## EXERCISE PROMPT
From the entries below, pull out each line where "bark" appears.

Referring expression pointing data:
BEGIN

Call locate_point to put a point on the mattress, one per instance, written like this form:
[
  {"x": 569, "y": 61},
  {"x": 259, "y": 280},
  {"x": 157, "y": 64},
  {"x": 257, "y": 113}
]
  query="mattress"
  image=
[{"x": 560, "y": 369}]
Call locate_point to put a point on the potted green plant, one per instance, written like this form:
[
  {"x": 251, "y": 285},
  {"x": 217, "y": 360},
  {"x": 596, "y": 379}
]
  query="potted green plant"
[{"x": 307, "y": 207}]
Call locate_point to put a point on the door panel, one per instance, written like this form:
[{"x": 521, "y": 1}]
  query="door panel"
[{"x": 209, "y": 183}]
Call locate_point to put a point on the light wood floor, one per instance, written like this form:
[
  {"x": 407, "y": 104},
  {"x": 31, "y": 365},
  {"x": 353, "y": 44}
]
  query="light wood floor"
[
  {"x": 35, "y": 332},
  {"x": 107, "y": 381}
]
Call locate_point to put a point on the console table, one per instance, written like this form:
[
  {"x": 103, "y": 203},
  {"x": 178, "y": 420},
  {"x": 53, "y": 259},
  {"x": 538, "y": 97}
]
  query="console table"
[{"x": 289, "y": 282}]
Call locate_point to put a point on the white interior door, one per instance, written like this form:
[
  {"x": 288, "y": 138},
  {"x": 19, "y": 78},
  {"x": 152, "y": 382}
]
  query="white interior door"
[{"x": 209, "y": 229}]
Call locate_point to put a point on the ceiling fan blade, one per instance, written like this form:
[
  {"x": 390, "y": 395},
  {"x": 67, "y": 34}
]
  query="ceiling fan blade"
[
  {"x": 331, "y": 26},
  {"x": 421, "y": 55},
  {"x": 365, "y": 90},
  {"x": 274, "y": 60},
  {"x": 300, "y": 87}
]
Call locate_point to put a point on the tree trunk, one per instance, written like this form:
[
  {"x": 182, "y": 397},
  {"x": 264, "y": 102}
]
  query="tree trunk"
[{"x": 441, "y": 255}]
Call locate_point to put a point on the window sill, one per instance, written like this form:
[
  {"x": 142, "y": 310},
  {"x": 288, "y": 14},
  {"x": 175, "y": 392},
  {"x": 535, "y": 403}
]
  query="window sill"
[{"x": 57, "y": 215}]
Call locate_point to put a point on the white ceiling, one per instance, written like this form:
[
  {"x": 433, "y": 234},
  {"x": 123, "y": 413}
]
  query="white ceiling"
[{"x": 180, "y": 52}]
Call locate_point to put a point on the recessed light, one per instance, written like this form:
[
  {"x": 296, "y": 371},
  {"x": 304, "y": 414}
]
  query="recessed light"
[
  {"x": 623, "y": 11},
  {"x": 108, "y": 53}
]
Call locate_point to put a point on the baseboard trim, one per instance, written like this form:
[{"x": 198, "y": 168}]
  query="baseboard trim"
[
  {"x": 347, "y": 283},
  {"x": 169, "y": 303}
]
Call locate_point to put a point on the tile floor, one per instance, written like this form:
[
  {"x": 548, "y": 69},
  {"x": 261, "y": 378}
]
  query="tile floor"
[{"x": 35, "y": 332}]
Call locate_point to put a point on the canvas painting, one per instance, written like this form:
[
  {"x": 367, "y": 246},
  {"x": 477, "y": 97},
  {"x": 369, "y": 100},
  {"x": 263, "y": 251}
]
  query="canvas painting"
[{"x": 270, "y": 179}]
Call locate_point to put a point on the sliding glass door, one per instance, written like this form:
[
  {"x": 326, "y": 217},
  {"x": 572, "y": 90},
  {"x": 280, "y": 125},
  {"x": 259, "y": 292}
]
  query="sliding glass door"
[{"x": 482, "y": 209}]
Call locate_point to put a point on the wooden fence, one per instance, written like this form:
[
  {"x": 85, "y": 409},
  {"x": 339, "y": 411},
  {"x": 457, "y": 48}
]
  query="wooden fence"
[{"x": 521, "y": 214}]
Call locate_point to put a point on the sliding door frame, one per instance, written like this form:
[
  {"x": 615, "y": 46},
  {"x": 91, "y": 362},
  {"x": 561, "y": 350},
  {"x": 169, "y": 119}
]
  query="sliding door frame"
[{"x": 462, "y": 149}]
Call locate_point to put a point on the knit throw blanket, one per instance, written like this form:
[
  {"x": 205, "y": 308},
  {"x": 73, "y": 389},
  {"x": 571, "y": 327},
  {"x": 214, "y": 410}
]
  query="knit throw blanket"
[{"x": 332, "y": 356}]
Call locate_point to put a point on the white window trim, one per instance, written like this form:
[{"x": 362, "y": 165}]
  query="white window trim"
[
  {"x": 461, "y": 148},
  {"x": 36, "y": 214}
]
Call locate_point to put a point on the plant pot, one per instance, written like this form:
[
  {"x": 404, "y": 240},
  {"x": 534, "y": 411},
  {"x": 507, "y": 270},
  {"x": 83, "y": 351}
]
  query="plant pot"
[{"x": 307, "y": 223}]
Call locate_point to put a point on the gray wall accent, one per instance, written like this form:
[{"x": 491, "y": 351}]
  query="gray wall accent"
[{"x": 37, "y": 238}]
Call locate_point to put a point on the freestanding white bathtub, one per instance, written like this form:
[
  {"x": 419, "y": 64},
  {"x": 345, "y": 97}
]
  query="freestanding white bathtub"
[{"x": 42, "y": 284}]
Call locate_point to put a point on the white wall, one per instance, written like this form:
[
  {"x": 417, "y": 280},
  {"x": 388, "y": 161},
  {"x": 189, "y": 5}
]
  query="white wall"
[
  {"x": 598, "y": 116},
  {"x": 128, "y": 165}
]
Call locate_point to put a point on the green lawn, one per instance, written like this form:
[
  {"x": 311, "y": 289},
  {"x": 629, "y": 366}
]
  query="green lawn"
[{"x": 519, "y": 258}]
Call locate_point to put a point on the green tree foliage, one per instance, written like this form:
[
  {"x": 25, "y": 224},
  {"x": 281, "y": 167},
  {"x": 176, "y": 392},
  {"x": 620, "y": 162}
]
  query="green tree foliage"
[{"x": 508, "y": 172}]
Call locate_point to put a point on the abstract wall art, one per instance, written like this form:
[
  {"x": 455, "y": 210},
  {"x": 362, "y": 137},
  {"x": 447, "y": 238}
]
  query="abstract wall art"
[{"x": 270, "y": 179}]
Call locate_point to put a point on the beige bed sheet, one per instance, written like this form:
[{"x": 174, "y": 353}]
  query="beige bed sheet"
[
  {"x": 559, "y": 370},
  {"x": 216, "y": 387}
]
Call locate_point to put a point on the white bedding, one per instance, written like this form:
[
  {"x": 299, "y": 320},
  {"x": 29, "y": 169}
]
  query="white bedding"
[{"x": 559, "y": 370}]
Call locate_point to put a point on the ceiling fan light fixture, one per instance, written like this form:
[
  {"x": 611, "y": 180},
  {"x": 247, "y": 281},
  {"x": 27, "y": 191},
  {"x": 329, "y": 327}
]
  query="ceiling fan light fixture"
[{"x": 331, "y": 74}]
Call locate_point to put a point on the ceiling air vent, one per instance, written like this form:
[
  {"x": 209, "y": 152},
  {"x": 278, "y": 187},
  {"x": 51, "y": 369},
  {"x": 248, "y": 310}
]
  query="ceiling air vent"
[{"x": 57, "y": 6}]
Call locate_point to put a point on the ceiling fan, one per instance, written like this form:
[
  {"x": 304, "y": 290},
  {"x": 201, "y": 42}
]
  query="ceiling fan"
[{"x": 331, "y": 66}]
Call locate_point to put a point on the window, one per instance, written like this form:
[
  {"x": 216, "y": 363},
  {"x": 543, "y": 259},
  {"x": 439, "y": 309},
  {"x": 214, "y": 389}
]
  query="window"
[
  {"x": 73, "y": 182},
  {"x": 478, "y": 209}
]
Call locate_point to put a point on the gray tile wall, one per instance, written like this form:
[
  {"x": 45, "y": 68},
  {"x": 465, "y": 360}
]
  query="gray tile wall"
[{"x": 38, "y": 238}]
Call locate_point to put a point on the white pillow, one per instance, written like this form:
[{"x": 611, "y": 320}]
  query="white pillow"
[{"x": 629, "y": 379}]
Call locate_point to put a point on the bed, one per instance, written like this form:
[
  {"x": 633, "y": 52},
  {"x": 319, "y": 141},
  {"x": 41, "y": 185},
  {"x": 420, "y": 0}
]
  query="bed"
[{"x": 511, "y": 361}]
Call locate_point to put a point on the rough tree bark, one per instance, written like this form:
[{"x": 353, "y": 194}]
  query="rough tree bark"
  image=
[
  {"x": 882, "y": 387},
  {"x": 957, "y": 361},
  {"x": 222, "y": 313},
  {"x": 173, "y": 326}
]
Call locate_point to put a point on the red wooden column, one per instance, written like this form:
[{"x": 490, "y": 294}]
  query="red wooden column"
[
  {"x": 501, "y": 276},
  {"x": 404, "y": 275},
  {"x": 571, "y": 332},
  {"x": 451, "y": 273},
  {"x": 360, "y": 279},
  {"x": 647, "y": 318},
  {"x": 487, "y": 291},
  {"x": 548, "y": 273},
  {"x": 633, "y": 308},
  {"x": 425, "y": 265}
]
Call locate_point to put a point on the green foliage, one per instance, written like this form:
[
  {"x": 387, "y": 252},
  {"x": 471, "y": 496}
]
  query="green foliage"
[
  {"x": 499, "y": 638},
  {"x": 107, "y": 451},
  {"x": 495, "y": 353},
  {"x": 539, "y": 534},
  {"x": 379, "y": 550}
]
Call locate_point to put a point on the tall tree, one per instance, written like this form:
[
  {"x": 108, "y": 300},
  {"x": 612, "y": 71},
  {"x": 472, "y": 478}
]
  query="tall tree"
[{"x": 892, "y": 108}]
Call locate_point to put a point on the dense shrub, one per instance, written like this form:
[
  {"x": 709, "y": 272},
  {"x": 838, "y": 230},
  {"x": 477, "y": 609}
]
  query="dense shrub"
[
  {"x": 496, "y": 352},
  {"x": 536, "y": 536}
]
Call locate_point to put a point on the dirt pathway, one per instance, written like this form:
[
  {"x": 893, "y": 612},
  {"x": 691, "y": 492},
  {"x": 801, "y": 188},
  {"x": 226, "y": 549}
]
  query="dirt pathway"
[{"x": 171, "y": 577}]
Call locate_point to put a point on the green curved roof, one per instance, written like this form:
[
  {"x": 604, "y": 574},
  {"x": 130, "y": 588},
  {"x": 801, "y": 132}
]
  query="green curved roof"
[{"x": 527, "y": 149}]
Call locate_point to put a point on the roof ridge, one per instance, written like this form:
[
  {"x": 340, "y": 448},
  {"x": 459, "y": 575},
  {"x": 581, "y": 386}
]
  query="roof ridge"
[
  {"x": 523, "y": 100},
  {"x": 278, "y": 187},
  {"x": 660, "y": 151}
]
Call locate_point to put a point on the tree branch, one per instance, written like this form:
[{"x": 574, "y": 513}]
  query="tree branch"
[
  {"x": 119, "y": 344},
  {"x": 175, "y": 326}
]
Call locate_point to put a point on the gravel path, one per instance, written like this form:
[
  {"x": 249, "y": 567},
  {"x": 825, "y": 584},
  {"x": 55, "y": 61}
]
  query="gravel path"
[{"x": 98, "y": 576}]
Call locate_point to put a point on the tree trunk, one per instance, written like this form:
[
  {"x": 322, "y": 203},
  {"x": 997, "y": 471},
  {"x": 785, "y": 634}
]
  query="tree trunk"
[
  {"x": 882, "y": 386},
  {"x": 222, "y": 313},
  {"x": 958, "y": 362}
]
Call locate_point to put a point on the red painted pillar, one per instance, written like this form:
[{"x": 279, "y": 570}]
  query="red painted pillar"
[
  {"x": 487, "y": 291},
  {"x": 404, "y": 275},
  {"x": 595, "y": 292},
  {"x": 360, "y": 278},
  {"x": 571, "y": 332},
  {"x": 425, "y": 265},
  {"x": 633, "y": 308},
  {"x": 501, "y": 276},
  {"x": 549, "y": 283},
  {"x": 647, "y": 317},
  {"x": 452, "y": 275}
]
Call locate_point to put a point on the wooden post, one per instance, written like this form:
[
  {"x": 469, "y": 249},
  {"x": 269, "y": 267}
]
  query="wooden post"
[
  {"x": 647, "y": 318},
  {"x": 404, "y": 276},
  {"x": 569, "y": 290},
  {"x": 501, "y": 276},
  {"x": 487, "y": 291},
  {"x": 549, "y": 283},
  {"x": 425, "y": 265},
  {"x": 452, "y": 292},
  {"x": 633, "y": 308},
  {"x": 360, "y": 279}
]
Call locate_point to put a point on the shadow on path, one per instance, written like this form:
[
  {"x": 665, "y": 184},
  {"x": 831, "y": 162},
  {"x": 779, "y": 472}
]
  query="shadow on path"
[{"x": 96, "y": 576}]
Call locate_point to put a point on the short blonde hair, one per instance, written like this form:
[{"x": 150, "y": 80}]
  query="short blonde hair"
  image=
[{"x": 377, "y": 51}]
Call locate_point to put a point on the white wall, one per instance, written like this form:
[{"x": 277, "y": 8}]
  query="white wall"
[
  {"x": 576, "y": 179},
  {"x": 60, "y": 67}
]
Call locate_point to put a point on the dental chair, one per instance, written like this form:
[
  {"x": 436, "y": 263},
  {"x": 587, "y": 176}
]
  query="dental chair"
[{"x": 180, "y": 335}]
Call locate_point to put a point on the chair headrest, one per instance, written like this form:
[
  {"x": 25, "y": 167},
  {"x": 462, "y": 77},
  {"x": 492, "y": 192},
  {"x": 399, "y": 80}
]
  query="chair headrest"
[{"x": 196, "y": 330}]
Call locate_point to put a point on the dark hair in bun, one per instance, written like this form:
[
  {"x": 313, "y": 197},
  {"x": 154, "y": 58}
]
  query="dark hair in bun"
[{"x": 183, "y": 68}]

END

## SOLUTION TO THE PROBLEM
Call locate_point to put a point on the rough tree bark, one per instance, written like this form:
  query="rough tree bark"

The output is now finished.